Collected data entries
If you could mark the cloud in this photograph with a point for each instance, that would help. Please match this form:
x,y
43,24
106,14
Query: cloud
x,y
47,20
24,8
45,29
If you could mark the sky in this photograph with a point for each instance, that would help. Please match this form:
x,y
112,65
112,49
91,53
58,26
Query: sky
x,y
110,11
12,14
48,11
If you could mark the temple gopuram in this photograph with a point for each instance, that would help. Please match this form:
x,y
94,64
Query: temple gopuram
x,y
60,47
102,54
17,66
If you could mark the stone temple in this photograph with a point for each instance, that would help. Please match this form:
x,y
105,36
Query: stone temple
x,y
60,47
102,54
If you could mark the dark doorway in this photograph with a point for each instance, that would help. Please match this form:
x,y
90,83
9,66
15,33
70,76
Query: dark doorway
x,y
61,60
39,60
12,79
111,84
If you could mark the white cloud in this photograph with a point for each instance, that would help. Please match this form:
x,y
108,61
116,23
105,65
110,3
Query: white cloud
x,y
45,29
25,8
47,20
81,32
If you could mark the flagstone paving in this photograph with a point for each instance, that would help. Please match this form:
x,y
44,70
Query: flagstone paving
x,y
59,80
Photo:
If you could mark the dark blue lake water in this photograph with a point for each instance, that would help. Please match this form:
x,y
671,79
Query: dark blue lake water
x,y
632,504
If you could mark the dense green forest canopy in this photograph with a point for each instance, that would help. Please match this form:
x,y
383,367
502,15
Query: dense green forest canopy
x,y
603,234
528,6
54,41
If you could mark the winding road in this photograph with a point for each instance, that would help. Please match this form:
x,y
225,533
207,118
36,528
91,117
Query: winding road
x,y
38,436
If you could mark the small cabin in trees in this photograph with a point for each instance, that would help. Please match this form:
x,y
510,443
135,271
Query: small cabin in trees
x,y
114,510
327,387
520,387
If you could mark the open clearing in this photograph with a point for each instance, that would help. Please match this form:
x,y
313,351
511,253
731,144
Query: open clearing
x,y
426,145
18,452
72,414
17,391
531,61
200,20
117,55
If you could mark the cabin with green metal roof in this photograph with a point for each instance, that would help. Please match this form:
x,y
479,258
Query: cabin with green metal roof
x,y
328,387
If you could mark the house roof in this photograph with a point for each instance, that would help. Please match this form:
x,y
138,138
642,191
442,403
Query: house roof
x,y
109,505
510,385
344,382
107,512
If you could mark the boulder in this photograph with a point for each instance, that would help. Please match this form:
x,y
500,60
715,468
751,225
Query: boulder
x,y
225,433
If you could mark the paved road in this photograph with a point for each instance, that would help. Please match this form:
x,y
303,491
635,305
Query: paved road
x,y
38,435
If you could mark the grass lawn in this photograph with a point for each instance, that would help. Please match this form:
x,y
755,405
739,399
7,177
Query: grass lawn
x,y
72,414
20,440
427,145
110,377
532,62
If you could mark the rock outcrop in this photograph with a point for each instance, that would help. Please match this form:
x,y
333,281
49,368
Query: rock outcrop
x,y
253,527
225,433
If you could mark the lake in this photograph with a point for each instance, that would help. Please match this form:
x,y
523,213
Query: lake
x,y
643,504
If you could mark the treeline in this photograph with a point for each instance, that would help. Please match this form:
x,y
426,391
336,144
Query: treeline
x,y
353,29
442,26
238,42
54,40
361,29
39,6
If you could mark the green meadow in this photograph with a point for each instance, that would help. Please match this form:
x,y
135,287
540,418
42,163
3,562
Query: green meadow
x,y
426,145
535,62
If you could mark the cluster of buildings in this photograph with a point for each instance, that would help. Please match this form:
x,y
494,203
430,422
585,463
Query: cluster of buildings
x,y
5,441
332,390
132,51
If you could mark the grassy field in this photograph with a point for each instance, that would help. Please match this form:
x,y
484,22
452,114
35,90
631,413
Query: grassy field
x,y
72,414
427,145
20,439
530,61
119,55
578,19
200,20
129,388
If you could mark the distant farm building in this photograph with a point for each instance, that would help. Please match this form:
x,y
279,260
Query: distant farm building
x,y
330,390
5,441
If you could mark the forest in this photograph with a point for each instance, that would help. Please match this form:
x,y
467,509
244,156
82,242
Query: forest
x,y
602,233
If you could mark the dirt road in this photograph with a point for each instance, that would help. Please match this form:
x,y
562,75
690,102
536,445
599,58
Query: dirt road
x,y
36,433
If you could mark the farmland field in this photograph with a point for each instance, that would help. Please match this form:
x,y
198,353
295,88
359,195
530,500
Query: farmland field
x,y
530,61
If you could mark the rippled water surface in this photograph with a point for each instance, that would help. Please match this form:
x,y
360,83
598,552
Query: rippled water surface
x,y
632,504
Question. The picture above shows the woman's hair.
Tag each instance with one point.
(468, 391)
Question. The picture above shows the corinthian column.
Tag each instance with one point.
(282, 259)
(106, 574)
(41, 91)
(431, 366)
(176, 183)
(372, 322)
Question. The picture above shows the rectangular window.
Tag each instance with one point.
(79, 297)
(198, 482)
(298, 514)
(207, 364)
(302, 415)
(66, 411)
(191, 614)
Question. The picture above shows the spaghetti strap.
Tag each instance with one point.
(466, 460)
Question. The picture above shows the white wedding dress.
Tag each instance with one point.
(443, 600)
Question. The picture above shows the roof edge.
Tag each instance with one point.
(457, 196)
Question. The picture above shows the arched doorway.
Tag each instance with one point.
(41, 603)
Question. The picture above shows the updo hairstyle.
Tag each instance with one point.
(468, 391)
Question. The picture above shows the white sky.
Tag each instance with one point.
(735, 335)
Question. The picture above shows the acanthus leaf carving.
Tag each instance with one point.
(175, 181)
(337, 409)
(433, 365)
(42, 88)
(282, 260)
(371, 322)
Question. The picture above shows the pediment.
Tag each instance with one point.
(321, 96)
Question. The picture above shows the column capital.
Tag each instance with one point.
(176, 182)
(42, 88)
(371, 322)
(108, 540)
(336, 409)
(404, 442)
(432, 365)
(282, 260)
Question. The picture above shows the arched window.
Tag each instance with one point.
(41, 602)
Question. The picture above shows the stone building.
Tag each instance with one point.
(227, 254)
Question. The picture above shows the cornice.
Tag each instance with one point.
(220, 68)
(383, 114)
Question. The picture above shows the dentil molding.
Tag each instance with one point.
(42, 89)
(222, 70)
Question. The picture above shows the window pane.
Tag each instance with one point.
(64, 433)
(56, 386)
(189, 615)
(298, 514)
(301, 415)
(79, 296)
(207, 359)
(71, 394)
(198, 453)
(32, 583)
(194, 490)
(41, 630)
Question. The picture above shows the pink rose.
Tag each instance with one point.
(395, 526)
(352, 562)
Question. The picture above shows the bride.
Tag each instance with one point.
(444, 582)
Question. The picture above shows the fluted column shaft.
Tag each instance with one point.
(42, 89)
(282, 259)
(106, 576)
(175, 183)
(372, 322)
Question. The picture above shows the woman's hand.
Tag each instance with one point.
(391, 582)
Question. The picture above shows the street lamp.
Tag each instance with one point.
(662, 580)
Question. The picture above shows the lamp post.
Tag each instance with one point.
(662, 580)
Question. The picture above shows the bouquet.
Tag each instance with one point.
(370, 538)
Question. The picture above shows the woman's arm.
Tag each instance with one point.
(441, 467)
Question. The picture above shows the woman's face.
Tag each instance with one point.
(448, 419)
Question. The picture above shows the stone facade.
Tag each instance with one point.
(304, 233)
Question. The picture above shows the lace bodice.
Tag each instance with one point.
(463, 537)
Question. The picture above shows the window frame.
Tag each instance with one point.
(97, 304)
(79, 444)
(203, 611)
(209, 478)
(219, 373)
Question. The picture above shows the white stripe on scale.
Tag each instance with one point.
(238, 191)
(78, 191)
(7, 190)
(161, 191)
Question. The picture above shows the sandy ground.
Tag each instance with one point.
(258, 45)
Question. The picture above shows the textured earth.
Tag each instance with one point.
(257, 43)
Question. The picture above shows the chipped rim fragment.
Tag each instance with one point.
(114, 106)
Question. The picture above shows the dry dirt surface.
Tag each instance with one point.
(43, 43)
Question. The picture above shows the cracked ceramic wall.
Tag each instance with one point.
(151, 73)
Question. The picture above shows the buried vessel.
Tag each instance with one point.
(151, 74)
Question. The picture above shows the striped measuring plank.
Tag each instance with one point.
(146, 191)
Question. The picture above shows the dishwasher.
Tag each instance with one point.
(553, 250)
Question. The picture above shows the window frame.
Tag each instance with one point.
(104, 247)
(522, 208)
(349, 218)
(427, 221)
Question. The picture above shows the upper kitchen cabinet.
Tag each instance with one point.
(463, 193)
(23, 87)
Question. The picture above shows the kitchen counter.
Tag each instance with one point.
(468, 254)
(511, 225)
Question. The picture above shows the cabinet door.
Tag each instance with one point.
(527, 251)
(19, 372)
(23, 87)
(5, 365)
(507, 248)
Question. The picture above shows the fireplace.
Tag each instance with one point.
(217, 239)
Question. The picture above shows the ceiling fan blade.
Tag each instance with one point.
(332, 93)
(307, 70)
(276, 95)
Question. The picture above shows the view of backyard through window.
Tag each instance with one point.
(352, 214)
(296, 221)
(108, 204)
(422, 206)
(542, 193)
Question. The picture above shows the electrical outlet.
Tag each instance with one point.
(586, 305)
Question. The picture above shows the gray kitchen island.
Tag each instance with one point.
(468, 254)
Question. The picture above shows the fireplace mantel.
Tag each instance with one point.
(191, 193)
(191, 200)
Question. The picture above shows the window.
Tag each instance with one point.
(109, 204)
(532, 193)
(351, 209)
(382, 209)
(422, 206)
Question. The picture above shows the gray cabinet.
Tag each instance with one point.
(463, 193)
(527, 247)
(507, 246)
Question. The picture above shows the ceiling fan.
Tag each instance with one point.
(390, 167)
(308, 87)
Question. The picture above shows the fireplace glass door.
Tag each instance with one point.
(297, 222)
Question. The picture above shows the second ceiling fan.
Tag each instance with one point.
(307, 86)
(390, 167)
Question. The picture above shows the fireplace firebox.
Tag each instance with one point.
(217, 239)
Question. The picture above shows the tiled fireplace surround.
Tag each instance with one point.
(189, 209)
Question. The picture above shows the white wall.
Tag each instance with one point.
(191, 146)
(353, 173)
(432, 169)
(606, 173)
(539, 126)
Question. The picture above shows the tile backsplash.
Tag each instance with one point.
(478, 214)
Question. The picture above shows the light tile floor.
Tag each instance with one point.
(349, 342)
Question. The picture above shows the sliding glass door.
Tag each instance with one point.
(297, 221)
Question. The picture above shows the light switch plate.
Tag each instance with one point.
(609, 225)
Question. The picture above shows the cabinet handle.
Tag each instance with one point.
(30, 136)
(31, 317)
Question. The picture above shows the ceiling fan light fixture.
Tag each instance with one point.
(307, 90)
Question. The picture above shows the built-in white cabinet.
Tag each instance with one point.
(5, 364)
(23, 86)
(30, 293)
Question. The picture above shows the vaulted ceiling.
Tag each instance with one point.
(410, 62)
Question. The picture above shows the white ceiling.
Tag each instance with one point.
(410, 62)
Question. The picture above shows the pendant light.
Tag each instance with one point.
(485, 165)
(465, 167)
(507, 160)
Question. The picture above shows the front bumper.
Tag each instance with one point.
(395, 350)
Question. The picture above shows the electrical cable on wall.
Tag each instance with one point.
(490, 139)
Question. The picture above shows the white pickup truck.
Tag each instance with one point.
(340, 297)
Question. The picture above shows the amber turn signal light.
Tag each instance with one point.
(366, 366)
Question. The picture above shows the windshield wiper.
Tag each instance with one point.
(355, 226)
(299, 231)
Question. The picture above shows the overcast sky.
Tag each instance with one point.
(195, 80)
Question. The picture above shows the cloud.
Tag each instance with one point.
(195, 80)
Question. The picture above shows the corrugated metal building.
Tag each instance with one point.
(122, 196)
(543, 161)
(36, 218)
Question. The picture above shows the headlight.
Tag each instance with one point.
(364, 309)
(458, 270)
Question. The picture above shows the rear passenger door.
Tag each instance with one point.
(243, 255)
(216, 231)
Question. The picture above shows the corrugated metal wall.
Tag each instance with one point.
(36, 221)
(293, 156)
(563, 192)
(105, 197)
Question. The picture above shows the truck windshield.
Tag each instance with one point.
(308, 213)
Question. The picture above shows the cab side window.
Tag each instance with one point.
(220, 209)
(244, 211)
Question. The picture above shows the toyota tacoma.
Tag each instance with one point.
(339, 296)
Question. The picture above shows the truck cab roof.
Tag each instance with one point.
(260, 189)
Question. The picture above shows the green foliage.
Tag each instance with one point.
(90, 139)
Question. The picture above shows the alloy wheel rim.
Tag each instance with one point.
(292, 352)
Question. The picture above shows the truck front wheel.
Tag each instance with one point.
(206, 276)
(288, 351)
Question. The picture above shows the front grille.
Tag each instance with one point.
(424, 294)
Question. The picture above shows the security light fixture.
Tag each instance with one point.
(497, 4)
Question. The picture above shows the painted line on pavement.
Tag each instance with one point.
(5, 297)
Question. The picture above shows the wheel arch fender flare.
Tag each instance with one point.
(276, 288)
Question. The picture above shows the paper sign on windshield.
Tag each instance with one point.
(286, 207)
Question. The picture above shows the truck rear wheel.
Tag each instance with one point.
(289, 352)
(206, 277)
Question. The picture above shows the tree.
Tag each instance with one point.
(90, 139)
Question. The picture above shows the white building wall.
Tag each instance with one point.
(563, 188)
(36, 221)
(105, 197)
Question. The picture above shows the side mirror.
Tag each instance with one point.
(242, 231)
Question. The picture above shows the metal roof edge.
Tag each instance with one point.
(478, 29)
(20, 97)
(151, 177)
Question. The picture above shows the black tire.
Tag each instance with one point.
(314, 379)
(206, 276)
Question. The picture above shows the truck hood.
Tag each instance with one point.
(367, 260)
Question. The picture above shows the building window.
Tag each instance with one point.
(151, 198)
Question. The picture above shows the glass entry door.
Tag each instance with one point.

> **What to work on**
Please reproduce the material from the line with "Question. The picture above shows the truck hood." through its end, changing "glass entry door" to "sliding glass door" and leaving everything else unchanged.

> **Problem solution**
Question. The picture above shows the truck hood.
Tag each instance with one point.
(367, 260)
Question. The picture above shows the building window.
Tag each instance with one point.
(151, 198)
Question. The picture above shows the sliding glass door.
Tag each instance with one point.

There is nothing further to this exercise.